::: Data for review :::
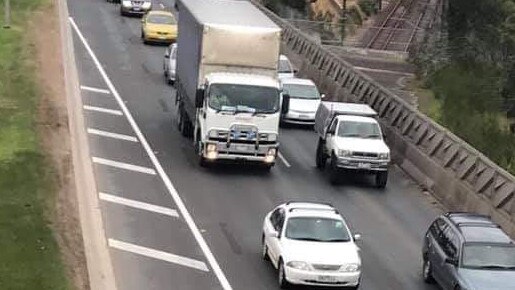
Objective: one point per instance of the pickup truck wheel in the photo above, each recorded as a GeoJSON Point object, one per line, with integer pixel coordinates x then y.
{"type": "Point", "coordinates": [334, 176]}
{"type": "Point", "coordinates": [381, 179]}
{"type": "Point", "coordinates": [320, 158]}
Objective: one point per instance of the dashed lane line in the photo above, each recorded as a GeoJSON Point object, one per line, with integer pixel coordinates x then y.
:::
[Your objective]
Your response must restate every record above exactly, with each picture omitted.

[Completed exercise]
Objective: one point per instance of the pickup truck wheel in the photo above, each recorded as a GeoJSON Point object, one per line, with integer pixel coordinates x then y.
{"type": "Point", "coordinates": [334, 176]}
{"type": "Point", "coordinates": [381, 179]}
{"type": "Point", "coordinates": [320, 158]}
Objective: one point per instance of the dashed lane line in the photo above, each recorded as a GeoJSON Point object, one per line, with integer pixel coordinates x then y.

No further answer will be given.